## Instructions for the task
Reproduce all records verbatim.

## Dataset rows
┌────────

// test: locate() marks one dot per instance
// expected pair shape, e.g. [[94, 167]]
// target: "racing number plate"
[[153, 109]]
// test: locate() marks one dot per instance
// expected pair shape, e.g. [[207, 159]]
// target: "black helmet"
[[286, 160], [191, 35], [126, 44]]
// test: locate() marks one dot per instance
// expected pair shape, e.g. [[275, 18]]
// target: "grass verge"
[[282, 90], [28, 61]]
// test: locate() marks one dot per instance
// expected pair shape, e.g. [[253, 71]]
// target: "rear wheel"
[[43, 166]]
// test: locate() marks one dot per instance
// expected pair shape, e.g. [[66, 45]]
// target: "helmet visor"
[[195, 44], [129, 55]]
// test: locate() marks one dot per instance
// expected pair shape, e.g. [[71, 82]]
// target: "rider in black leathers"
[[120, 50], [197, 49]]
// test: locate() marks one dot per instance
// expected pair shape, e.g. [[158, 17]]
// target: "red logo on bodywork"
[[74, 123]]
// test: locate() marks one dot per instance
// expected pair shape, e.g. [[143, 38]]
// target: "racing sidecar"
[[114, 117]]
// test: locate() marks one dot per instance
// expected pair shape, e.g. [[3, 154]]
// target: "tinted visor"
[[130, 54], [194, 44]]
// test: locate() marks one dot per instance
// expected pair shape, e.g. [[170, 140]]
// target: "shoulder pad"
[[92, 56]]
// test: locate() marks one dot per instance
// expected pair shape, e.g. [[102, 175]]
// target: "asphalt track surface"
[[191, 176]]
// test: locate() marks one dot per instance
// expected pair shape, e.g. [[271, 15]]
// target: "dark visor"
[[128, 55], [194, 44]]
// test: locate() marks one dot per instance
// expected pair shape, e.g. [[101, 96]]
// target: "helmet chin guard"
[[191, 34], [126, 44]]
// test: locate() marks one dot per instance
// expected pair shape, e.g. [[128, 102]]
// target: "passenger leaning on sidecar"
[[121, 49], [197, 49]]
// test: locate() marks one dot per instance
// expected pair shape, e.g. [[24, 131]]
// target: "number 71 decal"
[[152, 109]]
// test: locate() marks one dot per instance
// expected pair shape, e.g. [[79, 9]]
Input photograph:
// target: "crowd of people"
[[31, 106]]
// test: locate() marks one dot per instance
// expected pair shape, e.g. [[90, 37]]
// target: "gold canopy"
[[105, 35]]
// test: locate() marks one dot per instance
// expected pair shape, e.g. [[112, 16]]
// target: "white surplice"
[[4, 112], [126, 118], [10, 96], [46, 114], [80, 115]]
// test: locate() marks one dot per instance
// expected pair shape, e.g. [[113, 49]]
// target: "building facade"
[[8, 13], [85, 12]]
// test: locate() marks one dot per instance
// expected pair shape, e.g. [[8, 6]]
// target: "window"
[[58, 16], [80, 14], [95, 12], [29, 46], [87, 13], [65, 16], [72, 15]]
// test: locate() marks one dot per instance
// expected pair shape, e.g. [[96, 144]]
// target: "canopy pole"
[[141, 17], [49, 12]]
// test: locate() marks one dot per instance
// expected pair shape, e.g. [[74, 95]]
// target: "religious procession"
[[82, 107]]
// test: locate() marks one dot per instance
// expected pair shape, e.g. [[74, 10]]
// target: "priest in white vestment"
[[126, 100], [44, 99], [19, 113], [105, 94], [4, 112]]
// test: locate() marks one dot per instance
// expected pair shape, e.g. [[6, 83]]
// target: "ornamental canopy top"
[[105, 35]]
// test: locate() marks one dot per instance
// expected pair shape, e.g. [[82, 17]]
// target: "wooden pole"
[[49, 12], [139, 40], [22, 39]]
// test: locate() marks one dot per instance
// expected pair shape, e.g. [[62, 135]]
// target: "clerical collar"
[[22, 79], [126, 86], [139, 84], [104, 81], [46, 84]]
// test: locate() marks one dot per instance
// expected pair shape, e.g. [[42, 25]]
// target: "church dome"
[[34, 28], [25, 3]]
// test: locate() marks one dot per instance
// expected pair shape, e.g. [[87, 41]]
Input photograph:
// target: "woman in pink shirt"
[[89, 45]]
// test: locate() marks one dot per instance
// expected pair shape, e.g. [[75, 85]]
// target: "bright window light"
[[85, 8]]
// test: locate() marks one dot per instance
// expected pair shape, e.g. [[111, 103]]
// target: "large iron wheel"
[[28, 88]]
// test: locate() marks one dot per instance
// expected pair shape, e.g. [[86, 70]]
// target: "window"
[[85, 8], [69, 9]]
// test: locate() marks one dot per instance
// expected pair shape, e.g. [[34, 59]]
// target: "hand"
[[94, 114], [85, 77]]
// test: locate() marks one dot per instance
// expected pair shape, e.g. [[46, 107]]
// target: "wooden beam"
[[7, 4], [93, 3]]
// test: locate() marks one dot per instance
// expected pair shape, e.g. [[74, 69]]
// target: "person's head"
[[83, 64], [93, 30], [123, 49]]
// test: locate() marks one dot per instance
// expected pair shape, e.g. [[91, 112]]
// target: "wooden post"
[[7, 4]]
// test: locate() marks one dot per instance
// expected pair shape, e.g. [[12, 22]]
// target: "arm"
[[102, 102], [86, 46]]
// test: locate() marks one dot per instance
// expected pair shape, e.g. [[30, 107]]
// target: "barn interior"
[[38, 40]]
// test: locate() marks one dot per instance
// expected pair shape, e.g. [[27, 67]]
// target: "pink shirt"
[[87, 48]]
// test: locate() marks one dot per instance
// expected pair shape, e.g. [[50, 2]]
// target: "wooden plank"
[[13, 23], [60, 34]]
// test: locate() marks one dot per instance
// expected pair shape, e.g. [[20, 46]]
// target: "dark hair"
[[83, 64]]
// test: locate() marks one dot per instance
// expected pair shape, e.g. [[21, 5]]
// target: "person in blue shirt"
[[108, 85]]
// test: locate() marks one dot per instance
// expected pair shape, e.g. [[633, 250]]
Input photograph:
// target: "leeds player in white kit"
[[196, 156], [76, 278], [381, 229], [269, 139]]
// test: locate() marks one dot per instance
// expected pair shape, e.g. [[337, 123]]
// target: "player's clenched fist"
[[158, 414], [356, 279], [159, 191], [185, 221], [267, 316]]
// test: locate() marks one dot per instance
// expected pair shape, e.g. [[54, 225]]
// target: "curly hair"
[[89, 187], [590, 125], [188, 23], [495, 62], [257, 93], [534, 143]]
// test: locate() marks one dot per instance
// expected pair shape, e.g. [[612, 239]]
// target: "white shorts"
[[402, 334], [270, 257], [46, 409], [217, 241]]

└────────

## Problem solution
// test: locate() marks one dot per instance
// expected pair shape, e.g. [[94, 167]]
// target: "racing number plate"
[[153, 109]]
// test: locate() marks one dot per instance
// expected pair shape, e.g. [[207, 159]]
// target: "black helmet"
[[286, 160], [191, 35], [126, 44]]
// test: locate() marks one dot per instance
// expected pair shape, e.g. [[275, 18]]
// target: "grass verge"
[[282, 90], [28, 61]]
// test: locate() marks one dot per instance
// expected pair shape, e.g. [[253, 71]]
// target: "rear wheel"
[[43, 166]]
// test: locate() marks one dot per instance
// expected pair shape, e.g. [[66, 45]]
// target: "helmet visor"
[[195, 44], [129, 55]]
// test: locate() marks one dot per instance
// expected pair shape, e.g. [[71, 82]]
// target: "rider in black leathers"
[[120, 50], [197, 49]]
// test: locate() marks one dot per instance
// expected pair shape, e.g. [[158, 17]]
// target: "red logo on bodywork"
[[74, 123]]
// test: locate() marks one dot per instance
// expected pair shape, e.g. [[143, 38]]
// target: "racing sidecar"
[[114, 117]]
// test: locate() marks one dot per instance
// expected pair shape, e.g. [[3, 154]]
// target: "tinted visor"
[[130, 54], [194, 44]]
// test: locate() marks one dot per instance
// expected pair shape, e.g. [[170, 140]]
// target: "shoulder pad"
[[92, 56]]
// test: locate() marks one dot per instance
// expected pair shape, e.g. [[102, 175]]
// target: "asphalt track surface"
[[191, 176]]
// test: locate() marks one dot per instance
// expected pair shape, e.g. [[271, 15]]
// target: "dark visor"
[[128, 55], [194, 44]]
// test: locate() marks one dot per instance
// expected pair shape, e.g. [[101, 96]]
// target: "helmet chin guard"
[[191, 34], [126, 44]]
// test: locate() marks one dot per instance
// expected pair shape, e.g. [[128, 102]]
// target: "passenger leaning on sidecar"
[[121, 49], [197, 49]]
// test: locate() marks one dot per instance
// expected pair shape, e.g. [[24, 131]]
// target: "number 71 decal"
[[152, 109]]
// test: locate() marks one dot per instance
// expected pair shape, e.g. [[79, 9]]
Input photograph:
// target: "crowd of people"
[[31, 106]]
// test: locate() marks one dot per instance
// expected pair shape, e.g. [[90, 37]]
// target: "gold canopy"
[[105, 35]]
// test: locate() marks one dot per instance
// expected pair shape, e.g. [[112, 16]]
// target: "white surplice"
[[4, 112], [126, 118], [10, 96], [46, 114], [80, 115]]
// test: locate() marks one dot per instance
// expected pair shape, e.g. [[113, 49]]
// target: "building facade"
[[8, 13], [85, 12]]
// test: locate() marks one dot per instance
// expected pair shape, e.g. [[8, 6]]
// target: "window"
[[58, 16], [80, 14], [95, 12], [29, 46], [87, 13], [65, 16], [72, 15]]
// test: locate() marks one dot per instance
// expected pair shape, e.g. [[96, 144]]
// target: "canopy pole"
[[141, 17], [49, 12]]
// test: locate() marks one dot per instance
// expected pair shape, e.g. [[74, 95]]
// target: "religious procession"
[[82, 107]]
// test: locate() marks one dot per instance
// expected pair shape, e.g. [[74, 10]]
// target: "priest in white vestment"
[[126, 100], [44, 99], [19, 113], [105, 94], [4, 112]]
// test: locate() marks one dot per instance
// expected pair shape, e.g. [[6, 83]]
// target: "ornamental canopy top"
[[105, 35]]
// test: locate() marks one dot per instance
// expected pair shape, e.g. [[82, 17]]
// target: "wooden pole"
[[49, 12], [139, 40], [22, 39]]
// test: locate() marks one dot per instance
// expected pair shape, e.g. [[62, 135]]
// target: "clerical collar"
[[22, 79], [126, 86], [139, 84], [104, 81], [46, 84]]
// test: locate() marks one dot per instance
// expected pair shape, e.g. [[42, 25]]
// target: "church dome"
[[34, 28], [25, 3]]
// test: locate() marks one dot per instance
// expected pair shape, e.g. [[87, 41]]
Input photograph:
// target: "woman in pink shirt"
[[89, 45]]
// test: locate() marks one dot per instance
// expected pair shape, e.g. [[75, 85]]
// target: "bright window light"
[[85, 8]]
// test: locate() marks one dot per instance
// expected pair shape, e.g. [[111, 103]]
// target: "large iron wheel"
[[28, 88]]
// test: locate() marks one dot per instance
// expected pair shape, e.g. [[86, 70]]
// target: "window"
[[85, 8], [69, 9]]
// test: locate() marks one dot per instance
// expected pair shape, e.g. [[34, 59]]
// target: "hand"
[[94, 114], [85, 77]]
// test: locate() marks one dot per instance
// expected pair shape, e.g. [[46, 107]]
// target: "wooden beam"
[[7, 4], [93, 3]]
// test: locate() marks one dot per instance
// expected pair shape, e.g. [[74, 69]]
// target: "person's head"
[[83, 64], [93, 30], [123, 49]]
// test: locate() marks one dot per instance
// expected pair shape, e.g. [[91, 112]]
// target: "wooden post"
[[7, 4]]
// test: locate() marks one dot per instance
// expected pair shape, e.g. [[12, 22]]
// target: "arm"
[[102, 102], [86, 46]]
// test: locate() marks one dot per instance
// expected pair shape, e.g. [[30, 107]]
// target: "barn interior"
[[38, 40]]
// test: locate() marks one dot per instance
// expected pair shape, e.g. [[27, 67]]
// target: "pink shirt"
[[87, 48]]
// test: locate() marks one dot per instance
// expected pair shape, e.g. [[50, 2]]
// target: "wooden plank"
[[13, 23], [60, 34]]
// test: locate() marks one dot per instance
// expected pair shape, e.g. [[20, 46]]
// target: "dark hair"
[[83, 64]]
// test: locate() marks one dot per instance
// expected pair shape, e.g. [[21, 5]]
// target: "person in blue shirt"
[[108, 85]]
// test: locate() marks one dot per instance
// expected pair shape, e.g. [[633, 250]]
Input photograph:
// target: "leeds player in white kit"
[[196, 156], [76, 278], [381, 229], [269, 139]]
// test: locate() marks one dot per instance
// expected pair shape, e.g. [[337, 123]]
// target: "player's clenched fist"
[[158, 414], [356, 279], [159, 191], [185, 221], [267, 316]]
// test: locate() marks one dot per instance
// expected pair shape, e.g. [[54, 225]]
// target: "curly hair"
[[89, 187], [590, 125], [188, 23], [495, 62], [257, 93], [534, 143]]
// test: locate() marks one dot per instance
// expected pair shape, e.g. [[612, 239]]
// target: "white shorts"
[[402, 334], [270, 257], [46, 409], [217, 241]]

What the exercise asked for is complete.